→ Given passage
============================================================

The layout of micro/nanobubbles generator connection, SDI pipeline and buried drip laterals is shown in Fig. S1. The irrigation water pumped from groundwater aquifer was oxygenated by MNB generator with initial 4–5 mg/L DO. A fiber optic trace oxygen meter (Fibox 4 Trace, PreSens, Germany) was used to measure the DO during generator operation time. The device collected DO concentration data every five seconds and fed it back to the display screen. The irrigation water was continuously oxygenated until the setting DO concentration was detected by the device. The MNB water was transported to crop root zone through totally enclosed drip pipe network system and DO in the irrigation water based on in-situ measurement is shown in Fig. S2. The method used for generating MNBs of the generator was pressurized gas-liquid mixing. The mean size and numbers of bubbles in water were determined via Nano-Particle Tracking Analysis (NanoSight NS300, Marlern, UK). The bubbles suspension mean size was between 320.08 and 1215.55 nm. The bubble concentration was 3.27 × 108 particles/ml. The zeta potential of the MNB surface was −13.7 mV.

Irrigation and fertilization regime

A meteorological station was set up at the experimental site to continuously observe the meteorological conditions during the study. During the experimental period, the precipitation during the maize growing was 203.7 mm and 348.8 mm in 2013 and 2014, respectively, which mainly occurred in July and August. The soil moisture content was monitored via TDR (time domain reflectometry) after sowing, which provided soil moisture (%) at soil depths of 10, 20, 40 and 60 cm. The soil moisture content was measured once per week and additionally after irrigation and rainfall. The irrigation quota in 2013 and 2014 were 286.5 mm and 270.9 mm. Figure S3 shows the daily precipitation and irrigation quotas over the two-year trial period. Each treatment was equipped with a water meter to accurately control irrigation quantity. The amount of fertilizer for the ten treatments was identical. All the agronomic cultivation management measures including the irrigation quota and fertilizer amount were the same throughout the experiments except for experimental factors.

Measurements

Fifteen typical maize plants were sampled at the beginning of experiment and tagged to measure the maize height and stem diameter every 15 days from the beginning of the experiment to the end. The maize height was measured from the plant base to the last opened leaf and the stem diameter was determined with a Vernier caliper 10 cm above the plant base. The roots were excavated with a 0.10 m diameter soil auger 100 days after sowing and each treatment was randomly sampled with five representative maize plants. Soil cores were extracted at six depths (0–10, 10–20, 20–30, 30–40, 40–50 and 50–60 cm) and mixed from three points (¼ row spacing, ½ row spacing and ½ line spacing). The samples were brought to the laboratory for analysis of RDW, RLD and RSA.

============================================================

→ Supplied material
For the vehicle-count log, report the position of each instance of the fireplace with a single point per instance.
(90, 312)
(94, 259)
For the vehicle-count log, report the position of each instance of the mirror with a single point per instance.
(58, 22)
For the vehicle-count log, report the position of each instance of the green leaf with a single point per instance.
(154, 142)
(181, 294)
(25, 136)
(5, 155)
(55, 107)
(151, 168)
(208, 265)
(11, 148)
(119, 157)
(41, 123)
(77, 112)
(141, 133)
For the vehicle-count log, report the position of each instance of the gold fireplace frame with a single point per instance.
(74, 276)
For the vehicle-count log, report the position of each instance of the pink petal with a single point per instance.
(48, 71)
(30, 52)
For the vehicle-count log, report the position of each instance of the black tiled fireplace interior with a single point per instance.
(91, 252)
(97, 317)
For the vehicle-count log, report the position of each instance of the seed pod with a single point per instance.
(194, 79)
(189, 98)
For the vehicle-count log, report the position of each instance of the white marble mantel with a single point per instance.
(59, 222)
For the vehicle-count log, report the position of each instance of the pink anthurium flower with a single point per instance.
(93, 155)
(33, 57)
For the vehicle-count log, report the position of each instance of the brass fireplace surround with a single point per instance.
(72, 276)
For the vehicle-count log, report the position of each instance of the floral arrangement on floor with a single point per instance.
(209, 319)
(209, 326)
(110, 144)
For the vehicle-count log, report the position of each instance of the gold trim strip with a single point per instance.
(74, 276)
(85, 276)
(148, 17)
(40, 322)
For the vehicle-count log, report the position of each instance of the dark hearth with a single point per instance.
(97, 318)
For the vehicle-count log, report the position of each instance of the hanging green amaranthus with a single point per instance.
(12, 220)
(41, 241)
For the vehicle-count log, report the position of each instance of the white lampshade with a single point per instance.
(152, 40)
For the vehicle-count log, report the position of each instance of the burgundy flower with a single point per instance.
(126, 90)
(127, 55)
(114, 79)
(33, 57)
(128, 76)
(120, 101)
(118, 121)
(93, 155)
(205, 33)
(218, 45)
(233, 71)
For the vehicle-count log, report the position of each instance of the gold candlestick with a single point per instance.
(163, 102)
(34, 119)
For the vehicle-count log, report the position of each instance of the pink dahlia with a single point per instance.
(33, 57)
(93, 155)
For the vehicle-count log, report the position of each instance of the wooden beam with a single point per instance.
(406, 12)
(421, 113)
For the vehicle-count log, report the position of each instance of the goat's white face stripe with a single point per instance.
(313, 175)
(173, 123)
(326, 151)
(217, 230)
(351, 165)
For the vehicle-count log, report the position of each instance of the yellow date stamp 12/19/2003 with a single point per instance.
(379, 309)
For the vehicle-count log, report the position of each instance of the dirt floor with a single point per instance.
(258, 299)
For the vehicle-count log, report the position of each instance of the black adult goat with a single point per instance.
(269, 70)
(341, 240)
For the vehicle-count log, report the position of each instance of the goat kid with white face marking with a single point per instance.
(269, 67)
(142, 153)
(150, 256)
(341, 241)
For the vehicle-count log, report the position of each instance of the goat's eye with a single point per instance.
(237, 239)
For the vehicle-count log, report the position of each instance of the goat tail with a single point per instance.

============================================================

→ Assignment 1
In the passage on oxygenated drip irrigation of maize, what was the zeta potential of the bubble surface?
→ Assignment 2
Pick up the passage on oxygenated drip irrigation of maize again and write what comes after its final sentence.
You can set the material aside; none of it is needed here.

→ Answer space 1
−13.7 mV

→ Answer space 2
The maize yield was estimated by harvesting fifteen tagged maize plants at the end of the physiological maturity. The samples were dried in an open environment, and the yield was determined after threshing. Total grains from a single maize were weighted. The number of maize on the tagged plants was counted. IWUE, RUE and WUE were calculated using the following formulas:

$$IWUE=Y/I$$
(1)
$$RUE=Y/R$$
(2)
$$WUE=Y/W$$
(3)

where Y is the maize yield (kg/ha), I is the irrigation quota (m3), R is the rainfall per hectare (m3), and W is the consumed water amounts per hectare (m3).

Five maize per treatment were sampled for the nutritional quality measurements. The threshed maize kernels were evenly mixed, and each nutritional quality test sample weighed 200 g. Crude fiber was measured via the intermediate filtration method. The fat content was determined via the Soxhlet extractor method. The starch, crude protein, and crude ash were determined via near-infrared absorption, the Kjeldahl method, and combustion at 550 °C, respectively. The vitamin C content was measured using the 2,6-dichloro-indophenol titration method.

Data analysis

All data are presented as the mean ± standard deviation. ANOVA was performed using the SPSS 22.0 software package. The least significant difference (LSD) test at a p value of 0.05 was used to separate treatment means exhibiting significant differences.